>>>

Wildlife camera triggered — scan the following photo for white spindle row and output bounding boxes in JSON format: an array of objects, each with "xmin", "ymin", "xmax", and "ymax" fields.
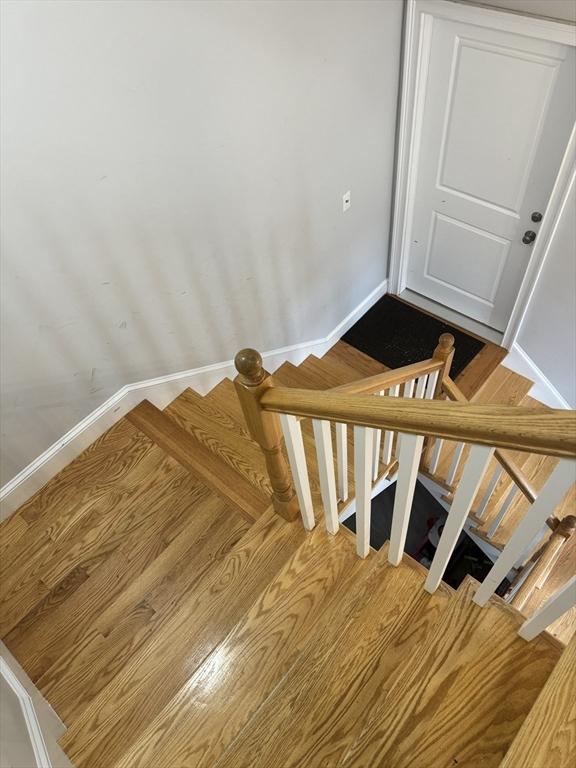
[
  {"xmin": 486, "ymin": 485, "xmax": 518, "ymax": 539},
  {"xmin": 475, "ymin": 465, "xmax": 504, "ymax": 520},
  {"xmin": 280, "ymin": 390, "xmax": 574, "ymax": 640},
  {"xmin": 473, "ymin": 460, "xmax": 575, "ymax": 606},
  {"xmin": 425, "ymin": 445, "xmax": 495, "ymax": 593}
]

<<<

- REQUIREMENT
When you repeat the listing, keep it exact and leave the pictures behind.

- EXERCISE ANSWER
Wildlife camera triggered — scan the following photo for white spindle row and output bounding boxes in JSON format: an array of objects, each with "xmin", "ymin", "xmax", and "ymax" fields.
[
  {"xmin": 486, "ymin": 485, "xmax": 518, "ymax": 539},
  {"xmin": 475, "ymin": 465, "xmax": 504, "ymax": 520},
  {"xmin": 280, "ymin": 390, "xmax": 574, "ymax": 640},
  {"xmin": 473, "ymin": 460, "xmax": 575, "ymax": 606},
  {"xmin": 425, "ymin": 445, "xmax": 495, "ymax": 593}
]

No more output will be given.